■ Supplied passage ■
==========

You see some nice words here like anxious or anxiety. Besides metacharacters that represent other characters, we also have quantifiers which allow you to specify the number of times a particular regex should appear in a string. The most basic quantifiers are + and *. The plus represents one or more occurrences of the preceding expression. This means an expression like s+as would mean, one or more s followed by as. Let us illustrate with an example,

$ cd ../research-project/data
$ grep -P "s+as" frankenstein.txt
## You will rejoice to hear that no disaster has accompanied the
## has been.  I do not know that the relation of my disasters will be
## “Come, Victor; not brooding thoughts of vengeance against the assassin,
## “your disaster is irreparable.  What do you intend to do?”
## a not less terrible, disaster.  I tried to calm Ernest; I enquired more
## some other topic than that of our disaster, had not Ernest exclaimed,
## assassinated, and the murderer escapes; he walks about the world free,
## and the irresistible, disastrous future imparted to me a kind of calm
## assassin of those most innocent victims; they died by my machinations.

Some examples here are disaster and assasin.

It is not possible to go through all the cool things you can do with regular expressions in our lecture, so you can go and read more on it here if you find this interesting.

Finding files

While the grep command helps us to find things in files, we can use find to find files themselves. We can use find . to find and list everything in a directory.

$ cd ../research-project
$ find .
## .
## ./data
## ./data/dracula.txt
## ./data/sense_and_sensibility.txt
## ./data/sherlock_holmes.txt
## ./data/time_machine.txt
## ./data/moby_dick.txt
## ./data/frankenstein.txt
## ./data/jane_eyre.txt
## ./example1.txt
## ./bin
## ./bin/top_words.sh
## ./bin/book_summary.sh
## ./README.md
## ./docs
## ./docs/doc1.txt
## ./results
## ./journal
## ./journal/makefile
## ./example2.txt
## ./src
## ./src/top-words.R
## ./examples
## ./examples/example1.txt
## ./examples/example2.txt
## ./examples/nursery.txt
## ./examples/example3.txt
## ./examples/hello.sh

If we only wanted to find directories then we could do,

$ cd ../research-project
$ find . -type d
## .
## ./data
## ./bin
## ./docs
## ./results
## ./journal
## ./src
## ./examples

What about finding the files?

==========

■ Extracted information ■
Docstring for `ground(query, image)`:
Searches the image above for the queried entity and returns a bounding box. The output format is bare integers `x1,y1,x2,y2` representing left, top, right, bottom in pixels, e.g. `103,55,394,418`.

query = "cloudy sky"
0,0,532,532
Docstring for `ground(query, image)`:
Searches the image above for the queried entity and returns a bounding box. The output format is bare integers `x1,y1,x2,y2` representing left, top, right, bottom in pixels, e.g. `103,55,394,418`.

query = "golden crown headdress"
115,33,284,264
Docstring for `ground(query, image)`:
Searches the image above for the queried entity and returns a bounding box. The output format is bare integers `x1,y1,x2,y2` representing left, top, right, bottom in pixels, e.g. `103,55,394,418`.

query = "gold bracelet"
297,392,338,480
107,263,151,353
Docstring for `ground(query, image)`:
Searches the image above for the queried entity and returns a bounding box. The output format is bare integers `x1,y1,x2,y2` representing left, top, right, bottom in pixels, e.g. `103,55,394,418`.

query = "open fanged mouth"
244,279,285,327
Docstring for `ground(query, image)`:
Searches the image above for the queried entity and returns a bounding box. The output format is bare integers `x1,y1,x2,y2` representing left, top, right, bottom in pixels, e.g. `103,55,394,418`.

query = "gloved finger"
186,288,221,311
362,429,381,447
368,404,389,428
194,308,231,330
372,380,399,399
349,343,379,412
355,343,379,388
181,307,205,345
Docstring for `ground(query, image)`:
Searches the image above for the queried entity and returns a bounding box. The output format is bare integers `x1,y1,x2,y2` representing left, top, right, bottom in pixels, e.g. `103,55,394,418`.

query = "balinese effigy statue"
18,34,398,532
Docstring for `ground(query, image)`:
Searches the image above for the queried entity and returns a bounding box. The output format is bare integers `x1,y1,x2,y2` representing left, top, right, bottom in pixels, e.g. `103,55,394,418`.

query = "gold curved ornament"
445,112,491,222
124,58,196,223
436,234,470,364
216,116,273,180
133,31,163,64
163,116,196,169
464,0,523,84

==========

■ Parts of the exercise ■
a: According to the passage on regular expressions and the find command, what does the plus quantifier represent?
b: Reproduce the passage on regular expressions and the find command between "## a not less" and "find this interesting.", inclusive.
The records are not needed for this work.

■ Answer set ■
a: The plus represents one or more occurrences of the preceding expression.

b:
## a not less terrible, disaster.  I tried to calm Ernest; I enquired more
## some other topic than that of our disaster, had not Ernest exclaimed,
## assassinated, and the murderer escapes; he walks about the world free,
## and the irresistible, disastrous future imparted to me a kind of calm
## assassin of those most innocent victims; they died by my machinations.

Some examples here are disaster and assasin.

It is not possible to go through all the cool things you can do with regular expressions in our lecture, so you can go and read more on it here if you find this interesting.